* _Task instructions_: Please write out each entry below exactly as given.

* _Source data_:
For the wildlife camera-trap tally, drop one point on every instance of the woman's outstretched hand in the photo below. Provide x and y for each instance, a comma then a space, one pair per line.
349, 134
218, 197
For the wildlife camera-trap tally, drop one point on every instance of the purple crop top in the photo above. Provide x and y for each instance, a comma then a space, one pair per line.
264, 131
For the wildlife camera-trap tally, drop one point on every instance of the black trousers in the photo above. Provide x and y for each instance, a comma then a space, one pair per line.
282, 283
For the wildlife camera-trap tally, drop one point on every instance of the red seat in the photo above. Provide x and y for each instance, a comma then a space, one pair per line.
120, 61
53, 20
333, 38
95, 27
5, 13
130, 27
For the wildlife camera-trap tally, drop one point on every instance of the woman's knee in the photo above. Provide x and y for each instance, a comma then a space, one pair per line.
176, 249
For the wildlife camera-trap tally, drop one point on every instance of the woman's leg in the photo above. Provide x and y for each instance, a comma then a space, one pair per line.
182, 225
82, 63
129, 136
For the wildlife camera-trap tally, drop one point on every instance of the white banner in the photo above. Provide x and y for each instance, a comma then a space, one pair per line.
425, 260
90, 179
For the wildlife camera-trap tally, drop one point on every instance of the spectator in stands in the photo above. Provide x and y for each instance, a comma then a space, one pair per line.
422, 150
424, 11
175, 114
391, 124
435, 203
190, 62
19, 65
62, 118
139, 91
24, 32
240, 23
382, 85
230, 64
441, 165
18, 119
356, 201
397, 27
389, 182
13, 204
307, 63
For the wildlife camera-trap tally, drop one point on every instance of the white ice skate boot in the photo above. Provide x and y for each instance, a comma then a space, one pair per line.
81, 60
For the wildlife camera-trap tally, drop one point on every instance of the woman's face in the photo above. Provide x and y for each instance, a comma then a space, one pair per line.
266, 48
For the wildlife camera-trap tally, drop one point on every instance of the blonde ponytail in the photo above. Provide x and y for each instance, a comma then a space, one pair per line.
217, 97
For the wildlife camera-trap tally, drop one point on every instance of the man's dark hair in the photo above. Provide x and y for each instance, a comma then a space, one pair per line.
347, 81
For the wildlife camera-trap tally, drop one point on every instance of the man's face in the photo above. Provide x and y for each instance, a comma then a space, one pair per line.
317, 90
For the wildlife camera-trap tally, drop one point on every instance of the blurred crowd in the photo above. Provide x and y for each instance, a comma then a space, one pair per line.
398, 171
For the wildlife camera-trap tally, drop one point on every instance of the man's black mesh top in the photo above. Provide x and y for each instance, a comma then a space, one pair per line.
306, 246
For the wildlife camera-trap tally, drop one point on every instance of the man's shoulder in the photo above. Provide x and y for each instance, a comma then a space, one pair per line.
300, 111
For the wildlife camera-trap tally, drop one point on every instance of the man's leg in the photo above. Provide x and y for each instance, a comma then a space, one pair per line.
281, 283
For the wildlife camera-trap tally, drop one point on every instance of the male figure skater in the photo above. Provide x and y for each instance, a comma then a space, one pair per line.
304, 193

* _The completed task_:
For the wildlife camera-trap tally, drop one point on every instance of the woman's outstretched hand in the photo below. Provide x and y for each instance, a comma then a space, one pair per line.
349, 134
218, 197
For the wildlife camera-trap tally, drop one point on every instance of the purple crop top in the photo above. Provide x and y for each instance, a comma then a space, one pair per line.
264, 131
For the wildlife camera-trap tally, drop one point on every instance of the black trousers in the photo above. Provide x and y for each instance, a comma then a space, one pair per line.
282, 283
For the wildlife camera-trap tally, drop one point on every instance of the red seat in the photo above. Provide x and y for each instance, a comma then a space, one pair per line.
120, 61
53, 20
333, 38
95, 27
5, 13
130, 27
For the wildlife camera-trap tally, drop one point on every instance of the woman's knee in the photo above. Provide x and y for each instance, a comma then a space, one pair per line.
176, 249
For the wildlife camera-trap tally, drop one point on every instance of the woman's leg in the photo above. Provide x and y for each instance, a comma then a space, one pair per line.
182, 225
82, 63
129, 136
For the wildlife camera-trap tally, drop one point on every instance of the white banner in the photo above. Provide x and y for each instance, a comma then a space, one pair per line.
425, 260
90, 179
For the wildlife camera-trap tally, drop one point on every instance of the spectator in stands in the photo above. Provide x and y for each instance, a comma then a space, one pair per line.
422, 150
424, 11
175, 114
391, 124
435, 203
190, 62
19, 65
62, 118
139, 91
24, 32
240, 23
382, 85
230, 64
441, 165
18, 119
356, 201
397, 27
389, 182
13, 204
307, 63
For the wildlife camera-trap tally, drop one point on every instance of the white ice skate boot in the photo above. Provide x and y for each instance, a comma then a space, one pair per line.
81, 60
For the wildlife camera-trap tally, drop one point on every instance of the woman's face in the photo above. Provide x and y for each instance, a comma then a space, one pair per line.
266, 48
For the wildlife camera-trap tally, drop one point on every instance of the blonde ponytail in the photo above. Provide x and y for each instance, a comma then a space, one pair per line.
217, 97
For the wildlife camera-trap tally, drop one point on every instance of the man's dark hair in the photo above. Provide x and y for each instance, a comma then a space, one pair per line.
347, 81
For the wildlife camera-trap tally, drop one point on every instance of the man's face in the photo above. Provide x and y for each instance, a comma then a space, one pair per line.
317, 90
For the wildlife camera-trap tally, drop one point on every instance of the blurred crowd in the photo above. Provide x and y for each instance, a comma then a space, one pair per line.
398, 171
For the wildlife camera-trap tally, drop one point on every instance of the man's black mesh top in the photo above. Provide x and y for each instance, a comma then a space, one pair per line.
306, 246
For the wildlife camera-trap tally, drop one point on every instance of the man's shoulder in the photo above. Provide x and y for each instance, a comma then a space, one pair per line.
300, 111
For the wildlife camera-trap tally, drop one point on every instance of the man's leg in the photo above. Provide x and y for each instance, a comma then a space, one pair per line.
281, 283
For the wildlife camera-trap tally, drop one point on every instance of the male figure skater in the photo above. Provide x and y for each instance, a comma then a space, one pair per line.
304, 193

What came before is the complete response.